— begin RECORDS FOR THE EXERCISE —

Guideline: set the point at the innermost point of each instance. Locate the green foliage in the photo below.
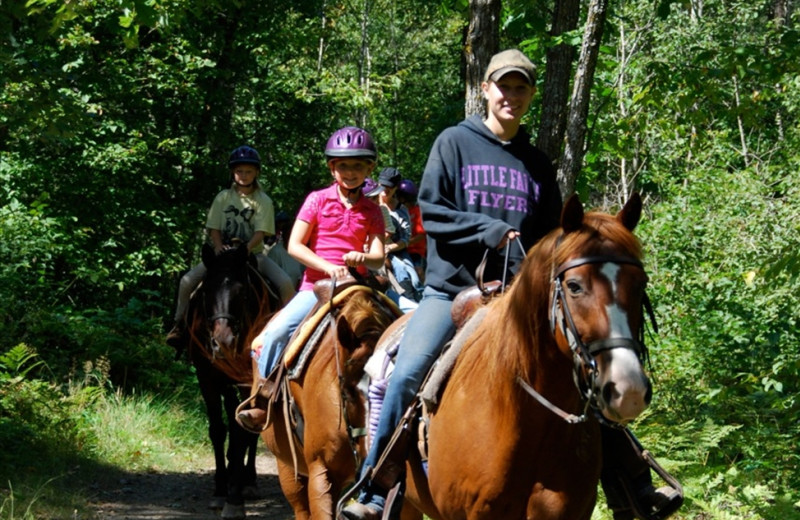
(727, 351)
(116, 117)
(59, 439)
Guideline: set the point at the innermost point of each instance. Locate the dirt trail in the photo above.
(182, 496)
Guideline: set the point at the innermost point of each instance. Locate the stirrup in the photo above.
(245, 405)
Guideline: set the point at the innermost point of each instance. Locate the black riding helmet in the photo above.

— end RECORDS FOR THE EXERCISE —

### WHAT YOU ARE ASKED TO DO
Rewrite the listing, swapping "innermost point" for "center" wherever it occurs and keeping everything else the same. Leave the pictures out.

### WORKED SOLUTION
Guideline: set the point at the center of each instance. Locate the green foliage in the photo below.
(727, 351)
(116, 117)
(59, 439)
Guideline: set the point at the center of each instance. Locate the dirt trail in the photo above.
(182, 496)
Guideline: set the point at the center of each instance. Locate the stirrup in the photo above.
(245, 405)
Guideline: set the point at the center of each instance. Locate the black riding helmet in the photo above.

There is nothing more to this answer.